> _TO-DO LIST_
A - Please summarize the Snowdrops review roundup below in two sentences.
B - Write the next part of the Snowdrops review roundup below, picking up after its last sentence.

> _DOCUMENT SEGMENT_

--- START ---

Fiction Snowdrops Omnivore review

Published on January 19th, 2011

0

Snowdrops by A.D. Miller

| Press reviews | Buy the book | Have your say |

Blurb: Over the course of one winter in Moscow, a young Englishman’s moral compass is spun by the seductive opportunities revealed to him by a new Russia: a land of hedonism and desperation, corruption and kindness, magical dachas and debauched nightclubs; a place where secrets – and corpses – come to light only when the deep snows start to thaw. A chilling story of love and moral freefall, Snowdrops tells the tale of the corruption, by a corrupt society, of a corruptible young man. (Atlantic Books)


Adrian Turpin, The Financial Times

A superlative portrait of a country in which everything has its price, Snowdrops displays a worldly confidence reminiscent of Robert Harris at his best.

Read full review


Leyla Sanai, The Independent

The overriding theme is corruption and the way that morals can become corroded, but the novel is multi-layered; subtle rather than strident, and imbued with a bruised beauty… Snowdrops, in a different way, assaults all your senses with its power and poetry, and leaves you stunned and addicted.

--- END ---

> _INFORMATION GIVEN_
--- START ---

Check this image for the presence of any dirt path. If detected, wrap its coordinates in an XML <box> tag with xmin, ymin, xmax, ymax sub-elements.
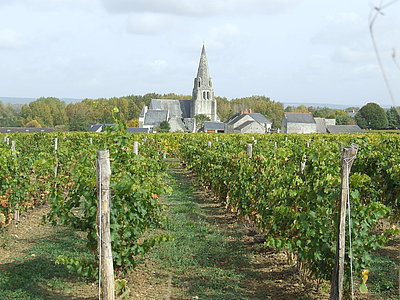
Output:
<box><xmin>0</xmin><ymin>164</ymin><xmax>400</xmax><ymax>300</ymax></box>
<box><xmin>129</xmin><ymin>165</ymin><xmax>328</xmax><ymax>299</ymax></box>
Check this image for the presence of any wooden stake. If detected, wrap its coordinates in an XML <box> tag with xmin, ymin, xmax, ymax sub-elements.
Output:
<box><xmin>329</xmin><ymin>144</ymin><xmax>358</xmax><ymax>300</ymax></box>
<box><xmin>11</xmin><ymin>141</ymin><xmax>17</xmax><ymax>157</ymax></box>
<box><xmin>246</xmin><ymin>144</ymin><xmax>253</xmax><ymax>157</ymax></box>
<box><xmin>97</xmin><ymin>150</ymin><xmax>115</xmax><ymax>300</ymax></box>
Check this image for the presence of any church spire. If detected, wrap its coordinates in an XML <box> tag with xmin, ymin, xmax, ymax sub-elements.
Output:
<box><xmin>197</xmin><ymin>44</ymin><xmax>210</xmax><ymax>82</ymax></box>
<box><xmin>190</xmin><ymin>44</ymin><xmax>218</xmax><ymax>121</ymax></box>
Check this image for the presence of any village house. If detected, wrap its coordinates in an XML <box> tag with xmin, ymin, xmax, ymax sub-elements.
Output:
<box><xmin>139</xmin><ymin>45</ymin><xmax>219</xmax><ymax>132</ymax></box>
<box><xmin>282</xmin><ymin>113</ymin><xmax>363</xmax><ymax>133</ymax></box>
<box><xmin>225</xmin><ymin>110</ymin><xmax>272</xmax><ymax>133</ymax></box>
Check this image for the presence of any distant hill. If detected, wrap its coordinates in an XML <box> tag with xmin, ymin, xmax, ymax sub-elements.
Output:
<box><xmin>283</xmin><ymin>102</ymin><xmax>361</xmax><ymax>109</ymax></box>
<box><xmin>0</xmin><ymin>97</ymin><xmax>83</xmax><ymax>104</ymax></box>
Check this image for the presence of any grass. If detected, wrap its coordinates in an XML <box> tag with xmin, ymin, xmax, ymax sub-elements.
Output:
<box><xmin>0</xmin><ymin>227</ymin><xmax>95</xmax><ymax>300</ymax></box>
<box><xmin>142</xmin><ymin>164</ymin><xmax>265</xmax><ymax>300</ymax></box>
<box><xmin>367</xmin><ymin>238</ymin><xmax>400</xmax><ymax>299</ymax></box>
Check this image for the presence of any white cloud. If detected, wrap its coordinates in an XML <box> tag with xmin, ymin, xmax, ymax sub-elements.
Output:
<box><xmin>127</xmin><ymin>13</ymin><xmax>175</xmax><ymax>34</ymax></box>
<box><xmin>206</xmin><ymin>23</ymin><xmax>240</xmax><ymax>49</ymax></box>
<box><xmin>0</xmin><ymin>29</ymin><xmax>26</xmax><ymax>49</ymax></box>
<box><xmin>149</xmin><ymin>59</ymin><xmax>168</xmax><ymax>73</ymax></box>
<box><xmin>101</xmin><ymin>0</ymin><xmax>296</xmax><ymax>16</ymax></box>
<box><xmin>311</xmin><ymin>13</ymin><xmax>368</xmax><ymax>45</ymax></box>
<box><xmin>0</xmin><ymin>0</ymin><xmax>99</xmax><ymax>11</ymax></box>
<box><xmin>332</xmin><ymin>46</ymin><xmax>375</xmax><ymax>63</ymax></box>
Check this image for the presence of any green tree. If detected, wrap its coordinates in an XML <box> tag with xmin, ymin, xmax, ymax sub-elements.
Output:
<box><xmin>230</xmin><ymin>96</ymin><xmax>284</xmax><ymax>128</ymax></box>
<box><xmin>25</xmin><ymin>120</ymin><xmax>42</xmax><ymax>128</ymax></box>
<box><xmin>386</xmin><ymin>106</ymin><xmax>400</xmax><ymax>129</ymax></box>
<box><xmin>21</xmin><ymin>97</ymin><xmax>68</xmax><ymax>127</ymax></box>
<box><xmin>194</xmin><ymin>114</ymin><xmax>211</xmax><ymax>131</ymax></box>
<box><xmin>156</xmin><ymin>120</ymin><xmax>171</xmax><ymax>132</ymax></box>
<box><xmin>355</xmin><ymin>102</ymin><xmax>388</xmax><ymax>129</ymax></box>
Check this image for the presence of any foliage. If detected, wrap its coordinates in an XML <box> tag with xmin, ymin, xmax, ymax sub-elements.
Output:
<box><xmin>157</xmin><ymin>120</ymin><xmax>171</xmax><ymax>132</ymax></box>
<box><xmin>21</xmin><ymin>97</ymin><xmax>67</xmax><ymax>127</ymax></box>
<box><xmin>231</xmin><ymin>96</ymin><xmax>283</xmax><ymax>128</ymax></box>
<box><xmin>181</xmin><ymin>135</ymin><xmax>400</xmax><ymax>290</ymax></box>
<box><xmin>355</xmin><ymin>102</ymin><xmax>388</xmax><ymax>129</ymax></box>
<box><xmin>386</xmin><ymin>106</ymin><xmax>400</xmax><ymax>129</ymax></box>
<box><xmin>25</xmin><ymin>120</ymin><xmax>42</xmax><ymax>128</ymax></box>
<box><xmin>194</xmin><ymin>114</ymin><xmax>211</xmax><ymax>131</ymax></box>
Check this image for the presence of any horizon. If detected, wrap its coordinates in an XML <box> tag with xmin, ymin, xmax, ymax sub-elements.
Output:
<box><xmin>0</xmin><ymin>0</ymin><xmax>400</xmax><ymax>106</ymax></box>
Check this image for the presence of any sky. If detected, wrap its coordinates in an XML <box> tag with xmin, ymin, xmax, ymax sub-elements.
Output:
<box><xmin>0</xmin><ymin>0</ymin><xmax>400</xmax><ymax>106</ymax></box>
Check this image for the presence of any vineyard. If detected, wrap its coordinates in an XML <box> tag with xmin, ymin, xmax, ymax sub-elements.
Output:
<box><xmin>0</xmin><ymin>125</ymin><xmax>400</xmax><ymax>298</ymax></box>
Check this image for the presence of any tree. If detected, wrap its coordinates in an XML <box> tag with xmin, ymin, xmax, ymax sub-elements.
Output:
<box><xmin>386</xmin><ymin>106</ymin><xmax>400</xmax><ymax>129</ymax></box>
<box><xmin>336</xmin><ymin>115</ymin><xmax>356</xmax><ymax>125</ymax></box>
<box><xmin>156</xmin><ymin>120</ymin><xmax>171</xmax><ymax>132</ymax></box>
<box><xmin>355</xmin><ymin>102</ymin><xmax>388</xmax><ymax>129</ymax></box>
<box><xmin>25</xmin><ymin>120</ymin><xmax>42</xmax><ymax>128</ymax></box>
<box><xmin>194</xmin><ymin>114</ymin><xmax>211</xmax><ymax>131</ymax></box>
<box><xmin>230</xmin><ymin>96</ymin><xmax>284</xmax><ymax>128</ymax></box>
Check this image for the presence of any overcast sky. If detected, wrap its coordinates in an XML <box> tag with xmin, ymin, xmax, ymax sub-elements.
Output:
<box><xmin>0</xmin><ymin>0</ymin><xmax>400</xmax><ymax>106</ymax></box>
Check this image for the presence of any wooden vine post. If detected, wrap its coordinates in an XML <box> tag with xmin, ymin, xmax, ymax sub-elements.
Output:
<box><xmin>7</xmin><ymin>138</ymin><xmax>19</xmax><ymax>222</ymax></box>
<box><xmin>330</xmin><ymin>144</ymin><xmax>358</xmax><ymax>300</ymax></box>
<box><xmin>97</xmin><ymin>150</ymin><xmax>115</xmax><ymax>300</ymax></box>
<box><xmin>54</xmin><ymin>138</ymin><xmax>58</xmax><ymax>177</ymax></box>
<box><xmin>246</xmin><ymin>144</ymin><xmax>253</xmax><ymax>157</ymax></box>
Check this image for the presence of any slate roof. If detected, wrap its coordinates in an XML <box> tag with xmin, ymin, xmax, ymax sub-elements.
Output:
<box><xmin>227</xmin><ymin>113</ymin><xmax>272</xmax><ymax>125</ymax></box>
<box><xmin>326</xmin><ymin>125</ymin><xmax>364</xmax><ymax>133</ymax></box>
<box><xmin>87</xmin><ymin>123</ymin><xmax>114</xmax><ymax>132</ymax></box>
<box><xmin>88</xmin><ymin>124</ymin><xmax>103</xmax><ymax>132</ymax></box>
<box><xmin>284</xmin><ymin>113</ymin><xmax>315</xmax><ymax>123</ymax></box>
<box><xmin>0</xmin><ymin>127</ymin><xmax>56</xmax><ymax>133</ymax></box>
<box><xmin>228</xmin><ymin>114</ymin><xmax>247</xmax><ymax>125</ymax></box>
<box><xmin>204</xmin><ymin>121</ymin><xmax>225</xmax><ymax>131</ymax></box>
<box><xmin>248</xmin><ymin>113</ymin><xmax>272</xmax><ymax>124</ymax></box>
<box><xmin>126</xmin><ymin>127</ymin><xmax>150</xmax><ymax>133</ymax></box>
<box><xmin>235</xmin><ymin>121</ymin><xmax>254</xmax><ymax>130</ymax></box>
<box><xmin>314</xmin><ymin>118</ymin><xmax>326</xmax><ymax>133</ymax></box>
<box><xmin>139</xmin><ymin>106</ymin><xmax>146</xmax><ymax>118</ymax></box>
<box><xmin>144</xmin><ymin>109</ymin><xmax>168</xmax><ymax>126</ymax></box>
<box><xmin>150</xmin><ymin>99</ymin><xmax>192</xmax><ymax>118</ymax></box>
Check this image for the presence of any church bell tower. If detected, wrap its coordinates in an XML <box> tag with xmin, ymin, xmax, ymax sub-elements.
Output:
<box><xmin>190</xmin><ymin>45</ymin><xmax>218</xmax><ymax>121</ymax></box>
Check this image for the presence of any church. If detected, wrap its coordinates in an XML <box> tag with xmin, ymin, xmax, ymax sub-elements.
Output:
<box><xmin>139</xmin><ymin>45</ymin><xmax>219</xmax><ymax>132</ymax></box>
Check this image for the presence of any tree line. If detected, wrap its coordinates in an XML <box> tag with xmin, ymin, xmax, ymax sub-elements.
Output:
<box><xmin>0</xmin><ymin>93</ymin><xmax>400</xmax><ymax>131</ymax></box>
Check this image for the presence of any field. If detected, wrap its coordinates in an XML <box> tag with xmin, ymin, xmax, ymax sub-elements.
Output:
<box><xmin>0</xmin><ymin>127</ymin><xmax>400</xmax><ymax>299</ymax></box>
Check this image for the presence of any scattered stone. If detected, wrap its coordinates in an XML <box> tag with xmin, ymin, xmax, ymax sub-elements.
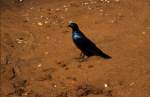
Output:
<box><xmin>37</xmin><ymin>63</ymin><xmax>42</xmax><ymax>67</ymax></box>
<box><xmin>37</xmin><ymin>22</ymin><xmax>43</xmax><ymax>26</ymax></box>
<box><xmin>142</xmin><ymin>31</ymin><xmax>146</xmax><ymax>35</ymax></box>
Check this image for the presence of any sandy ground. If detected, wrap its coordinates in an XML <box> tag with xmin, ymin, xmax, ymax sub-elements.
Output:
<box><xmin>0</xmin><ymin>0</ymin><xmax>150</xmax><ymax>97</ymax></box>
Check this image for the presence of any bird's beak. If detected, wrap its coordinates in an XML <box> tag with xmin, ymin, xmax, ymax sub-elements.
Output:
<box><xmin>66</xmin><ymin>25</ymin><xmax>71</xmax><ymax>32</ymax></box>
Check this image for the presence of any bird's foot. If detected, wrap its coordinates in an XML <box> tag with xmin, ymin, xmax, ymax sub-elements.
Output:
<box><xmin>80</xmin><ymin>55</ymin><xmax>88</xmax><ymax>62</ymax></box>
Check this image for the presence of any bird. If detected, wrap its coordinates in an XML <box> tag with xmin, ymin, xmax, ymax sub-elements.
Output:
<box><xmin>68</xmin><ymin>22</ymin><xmax>111</xmax><ymax>60</ymax></box>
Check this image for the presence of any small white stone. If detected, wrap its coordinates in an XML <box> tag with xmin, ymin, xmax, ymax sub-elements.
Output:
<box><xmin>56</xmin><ymin>8</ymin><xmax>60</xmax><ymax>11</ymax></box>
<box><xmin>104</xmin><ymin>83</ymin><xmax>108</xmax><ymax>88</ymax></box>
<box><xmin>64</xmin><ymin>5</ymin><xmax>67</xmax><ymax>7</ymax></box>
<box><xmin>44</xmin><ymin>21</ymin><xmax>48</xmax><ymax>24</ymax></box>
<box><xmin>44</xmin><ymin>52</ymin><xmax>48</xmax><ymax>55</ymax></box>
<box><xmin>69</xmin><ymin>21</ymin><xmax>73</xmax><ymax>24</ymax></box>
<box><xmin>65</xmin><ymin>8</ymin><xmax>68</xmax><ymax>11</ymax></box>
<box><xmin>46</xmin><ymin>36</ymin><xmax>50</xmax><ymax>40</ymax></box>
<box><xmin>142</xmin><ymin>32</ymin><xmax>146</xmax><ymax>35</ymax></box>
<box><xmin>115</xmin><ymin>0</ymin><xmax>120</xmax><ymax>2</ymax></box>
<box><xmin>54</xmin><ymin>85</ymin><xmax>57</xmax><ymax>88</ymax></box>
<box><xmin>37</xmin><ymin>22</ymin><xmax>43</xmax><ymax>26</ymax></box>
<box><xmin>37</xmin><ymin>64</ymin><xmax>42</xmax><ymax>67</ymax></box>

--- END ---

> _SOLVED PROBLEMS_
A - Snowdrops, a novel by A.D. Miller, follows a young Englishman whose moral compass is spun during one winter in Moscow by the seductive opportunities of a new Russia, in a story of love, corruption and moral freefall. Adrian Turpin in The Financial Times calls it a superlative portrait of a country where everything has its price, and Leyla Sanai in The Independent finds it a multi-layered, subtle novel about corroded morals that leaves the reader stunned and addicted.

B -
Read full review


John Harding, The Daily Mail

Tightly written, with fascinating insider detail gained in three years as The Economist magazine’s Moscow correspondent, Miller’s complex, gripping debut novel is undoubtedly the real thing.

06/01/2011

Read full review


Benjamin Evans, The Sunday Telegraph

Miller offers an entirely believable portrait of a man complicit in Moscow’s moral freefall. Formerly the Moscow correspondent for The Economist, Miller brilliantly showcases the city as his novel’s strutting, charismatic star… A few infelicities suggest a greenhorn novelist. Nick’s framing confession to a fiancée we never meet seems laboured. His tragic aria of self-recrimination doesn’t quite fit his tale … But certain aspects of this otherwise disturbing and dazzling debut are unforgettable.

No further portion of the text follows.